_DATA FOR REVIEW:_
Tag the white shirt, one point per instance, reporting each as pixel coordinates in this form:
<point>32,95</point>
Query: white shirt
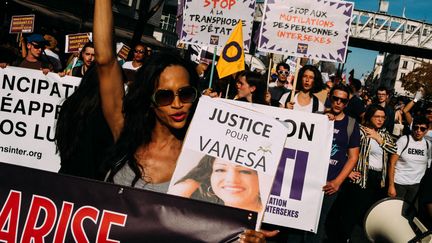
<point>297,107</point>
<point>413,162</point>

--

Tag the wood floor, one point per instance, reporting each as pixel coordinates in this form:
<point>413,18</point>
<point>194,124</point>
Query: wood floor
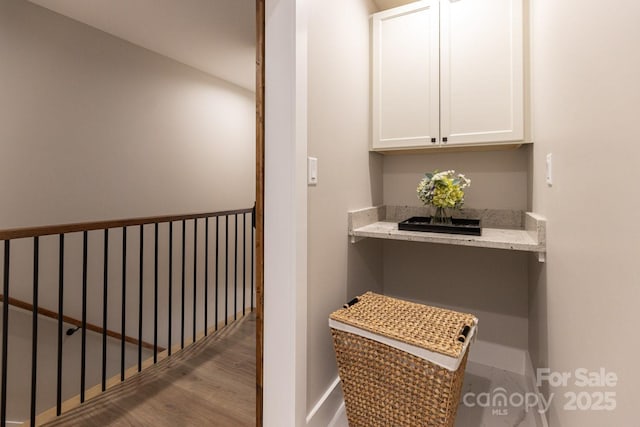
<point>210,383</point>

_EXERCISE OBJECTIVE:_ If a line in the records above contains the word "this", copy it.

_YOUR RESPONSE:_
Tag the white shirt, one point per instance, reporting each as pixel coordinates in this form:
Tag the wood floor, one point per instance, reporting each as pixel coordinates in this form:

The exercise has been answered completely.